:: What is needed ::
Replace "Return the mask" with "Output the polygon" throughout the lines below, changing nothing else, and leave the pictures out of your answer.

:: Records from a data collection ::
-- begin --
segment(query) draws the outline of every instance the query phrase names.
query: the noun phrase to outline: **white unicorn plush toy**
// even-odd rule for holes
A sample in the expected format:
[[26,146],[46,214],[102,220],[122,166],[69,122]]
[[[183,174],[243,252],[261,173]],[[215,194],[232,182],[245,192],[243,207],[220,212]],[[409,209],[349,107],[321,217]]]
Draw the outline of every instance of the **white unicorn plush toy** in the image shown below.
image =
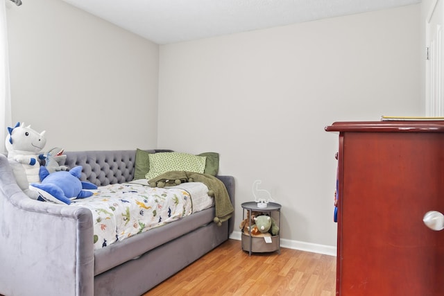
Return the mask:
[[45,131],[39,134],[31,125],[17,122],[14,128],[8,128],[8,132],[5,145],[17,183],[28,196],[37,200],[40,194],[29,189],[29,183],[40,182],[39,159],[43,156],[39,153],[46,143]]

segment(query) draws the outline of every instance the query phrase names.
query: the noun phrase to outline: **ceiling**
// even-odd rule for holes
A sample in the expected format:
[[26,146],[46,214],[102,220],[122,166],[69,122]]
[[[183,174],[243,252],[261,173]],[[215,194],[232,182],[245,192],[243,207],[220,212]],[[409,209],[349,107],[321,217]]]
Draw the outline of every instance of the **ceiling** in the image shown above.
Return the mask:
[[421,0],[62,1],[159,44],[421,2]]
-- end --
:: Response to the task ::
segment(query) draws the outline of every instance the query phrase names.
query: the noun phrase to outline: **white unicorn plush toy**
// even-odd rule for holes
A sample in the expected format:
[[26,146],[46,214],[102,220],[122,166],[69,122]]
[[[183,174],[243,252],[261,173]],[[215,194],[232,182],[245,192],[243,207],[220,212]],[[409,209],[349,107],[321,217]]]
Draw the outline of every instance of the **white unicorn plush toy** in the image shown below.
image =
Output the polygon:
[[45,131],[39,134],[31,125],[17,122],[14,128],[8,128],[8,132],[5,145],[17,183],[28,196],[37,200],[40,194],[29,189],[29,183],[40,182],[39,159],[43,156],[39,153],[46,143]]

segment(query) draws the outline of every instance the query phrase names.
query: the noun phrase to outline: **ceiling**
// even-odd rule for holes
A sample in the expected format:
[[26,146],[46,214],[102,220],[122,166],[69,122]]
[[[183,174],[243,252],[261,173]],[[215,194],[232,182],[245,192],[243,207],[220,212]],[[409,209],[349,107],[321,217]]]
Draw the outline of every instance of the **ceiling** in the image shown above.
Output the polygon:
[[421,0],[62,1],[159,44],[421,2]]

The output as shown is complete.